**Exercise instructions:**
Copy verbatim every line from the one containing "Would you mind placing a dot on the yellow" through the final line of the entries, both inclusive.

**Extracted entries:**
>> begin

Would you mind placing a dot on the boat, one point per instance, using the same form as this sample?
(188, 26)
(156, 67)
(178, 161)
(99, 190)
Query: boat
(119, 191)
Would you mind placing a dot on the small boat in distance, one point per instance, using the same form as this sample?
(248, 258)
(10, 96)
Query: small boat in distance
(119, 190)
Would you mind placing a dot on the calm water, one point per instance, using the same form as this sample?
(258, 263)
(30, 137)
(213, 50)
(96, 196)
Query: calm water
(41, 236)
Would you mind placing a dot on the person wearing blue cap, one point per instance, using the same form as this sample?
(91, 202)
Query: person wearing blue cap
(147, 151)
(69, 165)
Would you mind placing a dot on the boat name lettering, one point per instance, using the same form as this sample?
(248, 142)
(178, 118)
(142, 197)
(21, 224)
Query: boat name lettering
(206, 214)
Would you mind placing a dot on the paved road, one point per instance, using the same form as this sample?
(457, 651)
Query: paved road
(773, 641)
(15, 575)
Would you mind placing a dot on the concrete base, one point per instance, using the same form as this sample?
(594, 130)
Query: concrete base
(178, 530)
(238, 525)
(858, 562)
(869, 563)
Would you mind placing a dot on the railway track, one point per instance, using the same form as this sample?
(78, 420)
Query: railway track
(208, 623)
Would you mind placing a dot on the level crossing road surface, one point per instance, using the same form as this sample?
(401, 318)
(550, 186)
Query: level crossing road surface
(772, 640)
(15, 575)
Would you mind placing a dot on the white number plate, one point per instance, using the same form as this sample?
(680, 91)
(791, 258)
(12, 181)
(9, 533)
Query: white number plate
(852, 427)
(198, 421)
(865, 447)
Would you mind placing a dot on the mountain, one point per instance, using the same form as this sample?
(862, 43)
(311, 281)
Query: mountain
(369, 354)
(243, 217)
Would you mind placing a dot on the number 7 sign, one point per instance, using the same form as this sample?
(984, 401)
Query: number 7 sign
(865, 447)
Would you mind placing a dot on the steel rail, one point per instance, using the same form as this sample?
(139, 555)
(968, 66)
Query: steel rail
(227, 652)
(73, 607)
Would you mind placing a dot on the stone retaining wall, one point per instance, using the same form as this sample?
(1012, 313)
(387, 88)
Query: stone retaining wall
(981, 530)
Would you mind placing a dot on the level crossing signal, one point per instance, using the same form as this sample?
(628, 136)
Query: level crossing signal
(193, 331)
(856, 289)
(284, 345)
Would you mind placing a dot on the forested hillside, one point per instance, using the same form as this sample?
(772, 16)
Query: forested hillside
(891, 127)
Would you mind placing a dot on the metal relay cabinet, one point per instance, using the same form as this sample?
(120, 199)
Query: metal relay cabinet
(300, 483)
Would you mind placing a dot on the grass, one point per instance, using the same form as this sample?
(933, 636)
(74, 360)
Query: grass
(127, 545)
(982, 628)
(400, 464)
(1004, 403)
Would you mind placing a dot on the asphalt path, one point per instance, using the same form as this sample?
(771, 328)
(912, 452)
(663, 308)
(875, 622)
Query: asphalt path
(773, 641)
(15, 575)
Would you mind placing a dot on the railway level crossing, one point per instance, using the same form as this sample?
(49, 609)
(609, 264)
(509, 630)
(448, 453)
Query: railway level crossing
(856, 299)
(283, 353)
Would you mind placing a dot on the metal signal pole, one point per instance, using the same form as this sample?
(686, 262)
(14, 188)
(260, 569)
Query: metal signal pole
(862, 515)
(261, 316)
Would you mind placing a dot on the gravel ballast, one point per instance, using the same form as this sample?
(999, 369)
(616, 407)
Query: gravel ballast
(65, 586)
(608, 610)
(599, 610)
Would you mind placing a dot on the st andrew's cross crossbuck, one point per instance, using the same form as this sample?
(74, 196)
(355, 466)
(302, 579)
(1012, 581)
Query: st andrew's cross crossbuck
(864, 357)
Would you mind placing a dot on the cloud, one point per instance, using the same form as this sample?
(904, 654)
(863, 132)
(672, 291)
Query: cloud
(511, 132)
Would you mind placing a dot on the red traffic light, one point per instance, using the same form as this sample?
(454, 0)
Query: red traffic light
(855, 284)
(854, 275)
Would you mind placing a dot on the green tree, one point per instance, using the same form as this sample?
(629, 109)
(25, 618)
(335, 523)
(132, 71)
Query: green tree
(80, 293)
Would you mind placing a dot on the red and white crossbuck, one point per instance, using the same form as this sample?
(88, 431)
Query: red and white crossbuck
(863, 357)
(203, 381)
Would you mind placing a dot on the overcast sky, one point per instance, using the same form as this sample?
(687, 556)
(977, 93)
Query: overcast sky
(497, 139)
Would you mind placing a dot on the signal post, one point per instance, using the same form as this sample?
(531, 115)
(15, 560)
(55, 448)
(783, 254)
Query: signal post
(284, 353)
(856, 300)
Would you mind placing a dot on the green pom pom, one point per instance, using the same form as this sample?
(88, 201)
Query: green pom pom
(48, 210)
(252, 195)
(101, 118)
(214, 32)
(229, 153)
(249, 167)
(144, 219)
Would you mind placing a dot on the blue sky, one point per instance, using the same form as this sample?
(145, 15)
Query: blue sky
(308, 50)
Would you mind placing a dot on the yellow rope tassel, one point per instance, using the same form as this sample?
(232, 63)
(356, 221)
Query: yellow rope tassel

>> end

**Worked solution:**
Would you mind placing a dot on the yellow rope tassel, one point per instance, using the same form as this sample?
(232, 63)
(356, 221)
Query: yellow rope tassel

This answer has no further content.